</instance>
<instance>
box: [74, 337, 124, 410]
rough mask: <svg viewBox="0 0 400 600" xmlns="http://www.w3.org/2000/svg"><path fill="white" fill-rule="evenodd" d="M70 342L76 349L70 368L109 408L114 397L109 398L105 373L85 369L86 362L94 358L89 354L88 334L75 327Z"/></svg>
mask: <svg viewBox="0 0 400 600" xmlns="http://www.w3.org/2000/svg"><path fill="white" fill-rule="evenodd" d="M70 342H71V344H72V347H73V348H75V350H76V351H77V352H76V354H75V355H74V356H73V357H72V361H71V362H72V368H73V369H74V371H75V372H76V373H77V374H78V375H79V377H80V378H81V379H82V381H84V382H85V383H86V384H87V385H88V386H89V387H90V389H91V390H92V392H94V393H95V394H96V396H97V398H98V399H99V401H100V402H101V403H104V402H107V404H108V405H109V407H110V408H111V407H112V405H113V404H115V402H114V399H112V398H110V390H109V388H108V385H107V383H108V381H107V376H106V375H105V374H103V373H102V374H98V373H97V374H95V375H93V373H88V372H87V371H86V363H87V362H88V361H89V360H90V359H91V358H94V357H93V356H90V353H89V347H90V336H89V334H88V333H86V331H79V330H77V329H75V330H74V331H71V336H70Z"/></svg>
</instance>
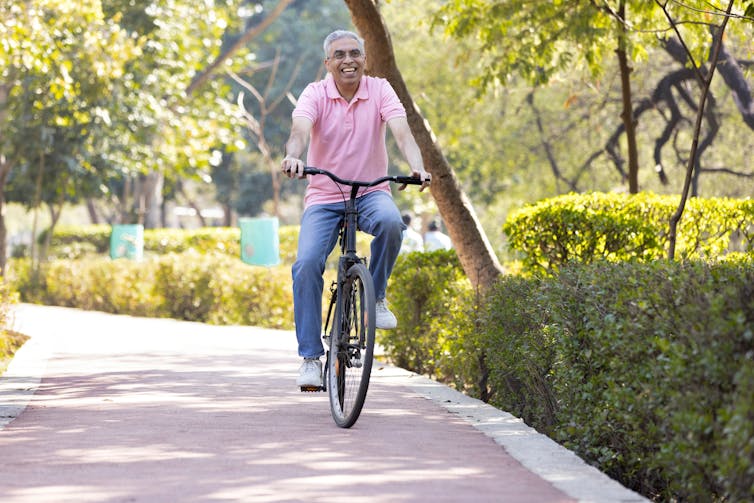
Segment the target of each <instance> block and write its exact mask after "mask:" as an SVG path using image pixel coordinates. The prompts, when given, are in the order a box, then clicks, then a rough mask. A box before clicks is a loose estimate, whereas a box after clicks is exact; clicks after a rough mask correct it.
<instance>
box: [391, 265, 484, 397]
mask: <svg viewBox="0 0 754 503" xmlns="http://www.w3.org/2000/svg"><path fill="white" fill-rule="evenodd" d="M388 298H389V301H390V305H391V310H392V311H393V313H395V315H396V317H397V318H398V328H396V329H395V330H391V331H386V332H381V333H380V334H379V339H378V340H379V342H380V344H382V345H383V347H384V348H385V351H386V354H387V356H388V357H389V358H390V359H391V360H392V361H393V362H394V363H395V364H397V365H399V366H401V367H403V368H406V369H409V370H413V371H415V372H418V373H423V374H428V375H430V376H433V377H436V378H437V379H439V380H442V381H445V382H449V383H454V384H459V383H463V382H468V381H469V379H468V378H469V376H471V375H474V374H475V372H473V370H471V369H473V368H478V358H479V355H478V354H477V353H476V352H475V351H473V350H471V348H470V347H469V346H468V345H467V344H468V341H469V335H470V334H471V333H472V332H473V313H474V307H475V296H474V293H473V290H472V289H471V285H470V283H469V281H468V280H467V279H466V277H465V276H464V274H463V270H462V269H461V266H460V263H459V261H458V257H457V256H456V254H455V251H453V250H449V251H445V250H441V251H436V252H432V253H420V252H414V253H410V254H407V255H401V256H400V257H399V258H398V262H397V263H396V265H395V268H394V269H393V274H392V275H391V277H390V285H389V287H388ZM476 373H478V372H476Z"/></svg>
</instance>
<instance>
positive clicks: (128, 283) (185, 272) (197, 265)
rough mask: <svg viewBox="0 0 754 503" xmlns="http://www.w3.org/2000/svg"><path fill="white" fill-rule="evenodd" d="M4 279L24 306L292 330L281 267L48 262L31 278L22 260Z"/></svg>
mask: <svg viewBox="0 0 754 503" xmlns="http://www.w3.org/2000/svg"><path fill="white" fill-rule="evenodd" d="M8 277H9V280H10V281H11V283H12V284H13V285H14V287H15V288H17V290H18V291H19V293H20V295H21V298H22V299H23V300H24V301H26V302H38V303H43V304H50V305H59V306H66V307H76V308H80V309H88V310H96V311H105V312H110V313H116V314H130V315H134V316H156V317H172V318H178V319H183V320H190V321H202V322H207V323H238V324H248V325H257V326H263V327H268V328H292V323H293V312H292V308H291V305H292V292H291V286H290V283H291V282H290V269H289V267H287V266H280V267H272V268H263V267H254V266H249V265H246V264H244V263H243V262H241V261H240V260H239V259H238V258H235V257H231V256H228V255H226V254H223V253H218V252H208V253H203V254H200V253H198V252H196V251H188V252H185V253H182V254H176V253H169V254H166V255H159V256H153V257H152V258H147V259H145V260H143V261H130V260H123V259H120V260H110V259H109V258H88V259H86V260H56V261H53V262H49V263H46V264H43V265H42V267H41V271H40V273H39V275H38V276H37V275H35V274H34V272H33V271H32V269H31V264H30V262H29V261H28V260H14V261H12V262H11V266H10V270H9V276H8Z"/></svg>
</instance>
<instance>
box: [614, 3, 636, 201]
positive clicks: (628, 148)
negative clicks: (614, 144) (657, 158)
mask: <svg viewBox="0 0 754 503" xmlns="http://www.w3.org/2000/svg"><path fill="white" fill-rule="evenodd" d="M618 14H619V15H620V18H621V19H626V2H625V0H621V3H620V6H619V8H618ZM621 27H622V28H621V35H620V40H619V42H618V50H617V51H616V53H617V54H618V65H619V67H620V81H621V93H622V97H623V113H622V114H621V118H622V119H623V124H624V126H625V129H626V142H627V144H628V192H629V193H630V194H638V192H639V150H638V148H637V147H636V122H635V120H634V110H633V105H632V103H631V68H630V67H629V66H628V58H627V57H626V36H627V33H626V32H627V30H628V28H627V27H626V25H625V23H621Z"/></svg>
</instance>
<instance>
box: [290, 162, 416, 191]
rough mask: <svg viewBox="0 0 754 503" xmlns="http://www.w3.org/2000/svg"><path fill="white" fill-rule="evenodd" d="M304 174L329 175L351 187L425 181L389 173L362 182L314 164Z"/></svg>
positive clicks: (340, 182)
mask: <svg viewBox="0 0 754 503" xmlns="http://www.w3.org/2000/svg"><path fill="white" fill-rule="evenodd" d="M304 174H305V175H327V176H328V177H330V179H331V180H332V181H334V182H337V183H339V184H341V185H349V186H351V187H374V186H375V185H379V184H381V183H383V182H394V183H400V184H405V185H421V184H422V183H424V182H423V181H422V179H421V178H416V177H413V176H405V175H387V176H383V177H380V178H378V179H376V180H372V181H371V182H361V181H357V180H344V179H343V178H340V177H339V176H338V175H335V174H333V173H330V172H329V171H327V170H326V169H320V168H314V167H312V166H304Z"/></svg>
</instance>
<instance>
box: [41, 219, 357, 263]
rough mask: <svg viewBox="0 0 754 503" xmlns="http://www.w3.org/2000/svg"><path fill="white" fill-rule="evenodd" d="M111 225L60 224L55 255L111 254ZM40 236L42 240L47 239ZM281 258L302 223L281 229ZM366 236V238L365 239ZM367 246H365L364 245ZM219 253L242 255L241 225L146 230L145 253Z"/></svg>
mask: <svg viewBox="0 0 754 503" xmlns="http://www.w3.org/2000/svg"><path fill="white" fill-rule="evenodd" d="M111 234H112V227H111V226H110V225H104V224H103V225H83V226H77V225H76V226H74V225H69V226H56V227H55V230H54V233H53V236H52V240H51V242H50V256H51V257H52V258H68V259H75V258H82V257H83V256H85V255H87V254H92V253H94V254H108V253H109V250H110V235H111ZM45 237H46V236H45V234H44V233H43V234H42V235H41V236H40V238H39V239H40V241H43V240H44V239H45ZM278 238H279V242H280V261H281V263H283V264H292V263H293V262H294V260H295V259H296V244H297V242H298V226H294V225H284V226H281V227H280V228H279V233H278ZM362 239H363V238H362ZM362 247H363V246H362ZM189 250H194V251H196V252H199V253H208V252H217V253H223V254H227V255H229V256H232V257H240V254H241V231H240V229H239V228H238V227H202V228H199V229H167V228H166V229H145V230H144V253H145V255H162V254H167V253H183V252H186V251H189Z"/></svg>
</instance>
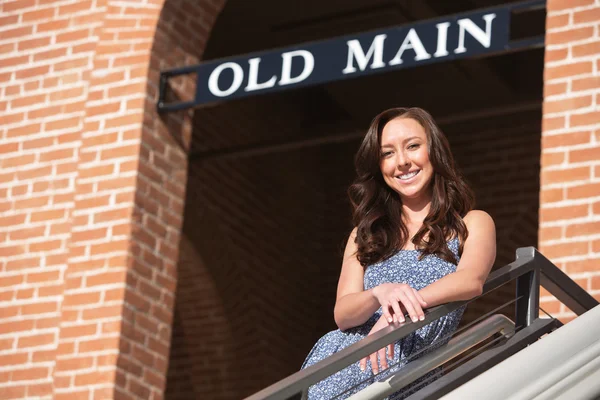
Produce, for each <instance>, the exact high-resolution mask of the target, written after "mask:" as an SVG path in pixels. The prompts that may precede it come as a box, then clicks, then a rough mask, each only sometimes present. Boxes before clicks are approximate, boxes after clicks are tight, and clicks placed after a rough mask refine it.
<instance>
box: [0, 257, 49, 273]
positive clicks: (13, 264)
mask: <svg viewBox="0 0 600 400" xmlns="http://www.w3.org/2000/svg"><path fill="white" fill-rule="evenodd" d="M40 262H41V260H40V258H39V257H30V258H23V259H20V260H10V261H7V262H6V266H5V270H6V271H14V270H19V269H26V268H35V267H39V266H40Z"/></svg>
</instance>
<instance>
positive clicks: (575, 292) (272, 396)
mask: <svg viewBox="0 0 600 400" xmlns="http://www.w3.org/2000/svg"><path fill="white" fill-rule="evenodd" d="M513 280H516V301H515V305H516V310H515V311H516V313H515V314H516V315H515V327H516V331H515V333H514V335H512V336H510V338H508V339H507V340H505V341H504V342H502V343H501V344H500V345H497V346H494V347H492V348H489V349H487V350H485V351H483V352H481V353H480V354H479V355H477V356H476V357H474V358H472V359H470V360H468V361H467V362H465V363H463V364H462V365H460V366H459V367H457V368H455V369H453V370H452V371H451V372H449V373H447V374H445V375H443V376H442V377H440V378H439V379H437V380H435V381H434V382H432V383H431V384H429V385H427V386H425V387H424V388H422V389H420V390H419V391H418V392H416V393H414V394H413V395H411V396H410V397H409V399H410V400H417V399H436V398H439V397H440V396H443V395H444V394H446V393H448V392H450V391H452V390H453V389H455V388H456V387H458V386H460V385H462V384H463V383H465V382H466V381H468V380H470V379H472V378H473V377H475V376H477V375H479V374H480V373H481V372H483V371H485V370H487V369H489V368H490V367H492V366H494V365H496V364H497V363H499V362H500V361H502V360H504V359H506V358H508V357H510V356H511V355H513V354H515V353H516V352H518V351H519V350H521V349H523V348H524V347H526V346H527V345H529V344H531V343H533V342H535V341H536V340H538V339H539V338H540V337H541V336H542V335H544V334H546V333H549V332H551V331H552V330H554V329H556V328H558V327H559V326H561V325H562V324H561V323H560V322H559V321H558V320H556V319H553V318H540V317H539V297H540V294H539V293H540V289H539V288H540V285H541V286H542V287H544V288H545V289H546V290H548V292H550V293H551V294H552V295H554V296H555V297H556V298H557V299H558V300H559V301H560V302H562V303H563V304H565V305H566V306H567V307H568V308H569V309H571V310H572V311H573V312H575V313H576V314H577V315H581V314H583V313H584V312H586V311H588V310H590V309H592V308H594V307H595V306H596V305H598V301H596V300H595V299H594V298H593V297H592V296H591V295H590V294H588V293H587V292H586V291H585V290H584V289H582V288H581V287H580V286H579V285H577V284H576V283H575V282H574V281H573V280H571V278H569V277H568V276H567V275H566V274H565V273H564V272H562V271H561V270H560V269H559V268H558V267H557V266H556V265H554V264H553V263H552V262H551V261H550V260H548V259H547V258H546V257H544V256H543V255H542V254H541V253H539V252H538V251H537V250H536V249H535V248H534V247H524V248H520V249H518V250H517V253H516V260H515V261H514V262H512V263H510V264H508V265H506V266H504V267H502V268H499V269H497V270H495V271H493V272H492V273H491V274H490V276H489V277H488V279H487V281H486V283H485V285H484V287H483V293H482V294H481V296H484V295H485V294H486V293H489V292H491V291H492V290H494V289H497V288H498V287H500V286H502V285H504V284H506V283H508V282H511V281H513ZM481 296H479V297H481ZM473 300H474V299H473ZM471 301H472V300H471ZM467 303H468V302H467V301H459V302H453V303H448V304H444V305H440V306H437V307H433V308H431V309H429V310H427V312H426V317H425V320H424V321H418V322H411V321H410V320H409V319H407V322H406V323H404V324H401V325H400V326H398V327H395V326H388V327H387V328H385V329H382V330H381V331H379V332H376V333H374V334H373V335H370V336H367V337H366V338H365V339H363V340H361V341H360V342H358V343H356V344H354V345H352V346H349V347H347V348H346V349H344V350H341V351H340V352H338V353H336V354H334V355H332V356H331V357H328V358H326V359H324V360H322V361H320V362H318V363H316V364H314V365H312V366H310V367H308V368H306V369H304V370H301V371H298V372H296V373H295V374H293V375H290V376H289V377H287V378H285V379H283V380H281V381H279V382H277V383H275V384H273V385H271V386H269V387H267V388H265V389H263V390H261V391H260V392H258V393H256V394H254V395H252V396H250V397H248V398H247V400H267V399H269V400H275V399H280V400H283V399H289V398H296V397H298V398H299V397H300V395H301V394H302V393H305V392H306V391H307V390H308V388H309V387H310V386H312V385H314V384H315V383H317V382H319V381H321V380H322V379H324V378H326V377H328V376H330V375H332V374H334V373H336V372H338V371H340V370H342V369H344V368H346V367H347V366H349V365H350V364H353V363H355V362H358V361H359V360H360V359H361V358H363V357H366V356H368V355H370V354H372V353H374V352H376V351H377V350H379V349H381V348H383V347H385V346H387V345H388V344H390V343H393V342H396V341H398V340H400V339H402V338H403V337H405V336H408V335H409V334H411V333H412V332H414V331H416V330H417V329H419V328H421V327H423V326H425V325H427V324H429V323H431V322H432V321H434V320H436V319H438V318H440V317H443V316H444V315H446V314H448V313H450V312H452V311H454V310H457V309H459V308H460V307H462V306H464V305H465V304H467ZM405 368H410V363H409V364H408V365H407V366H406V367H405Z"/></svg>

================================

[DESCRIPTION OF THE TASK]
Go to the line with "box: [614, 3, 636, 201]" in the entries above and repeat every line from there through the line with "box: [41, 219, 357, 263]", exactly and with no other text.

[TASK ANSWER]
box: [614, 3, 636, 201]
positive clicks: (628, 148)
negative clicks: (614, 144) (657, 158)
mask: <svg viewBox="0 0 754 503" xmlns="http://www.w3.org/2000/svg"><path fill="white" fill-rule="evenodd" d="M618 14H619V15H620V18H621V19H626V2H625V0H621V3H620V6H619V8H618ZM621 27H622V28H621V35H620V40H619V42H618V50H617V51H616V53H617V54H618V65H619V67H620V81H621V93H622V97H623V113H622V114H621V118H622V119H623V124H624V126H625V129H626V142H627V144H628V192H629V193H630V194H638V192H639V150H638V148H637V147H636V122H635V120H634V110H633V105H632V103H631V68H630V67H629V66H628V58H627V57H626V36H627V33H626V32H627V30H628V28H627V27H626V25H625V23H621Z"/></svg>
</instance>
<instance>
box: [290, 162, 416, 191]
rough mask: <svg viewBox="0 0 754 503" xmlns="http://www.w3.org/2000/svg"><path fill="white" fill-rule="evenodd" d="M304 174L329 175L351 187L425 181L389 173L362 182L314 164Z"/></svg>
positive clicks: (340, 182)
mask: <svg viewBox="0 0 754 503" xmlns="http://www.w3.org/2000/svg"><path fill="white" fill-rule="evenodd" d="M304 174H305V175H327V176H328V177H330V179H331V180H332V181H334V182H337V183H339V184H341V185H349V186H351V187H374V186H375V185H379V184H381V183H383V182H394V183H400V184H405V185H421V184H422V183H424V182H423V181H422V179H421V178H416V177H413V176H405V175H387V176H383V177H380V178H378V179H376V180H372V181H371V182H361V181H357V180H344V179H343V178H340V177H339V176H338V175H335V174H333V173H330V172H329V171H327V170H326V169H320V168H314V167H312V166H304Z"/></svg>
</instance>
<instance>
box: [41, 219, 357, 263]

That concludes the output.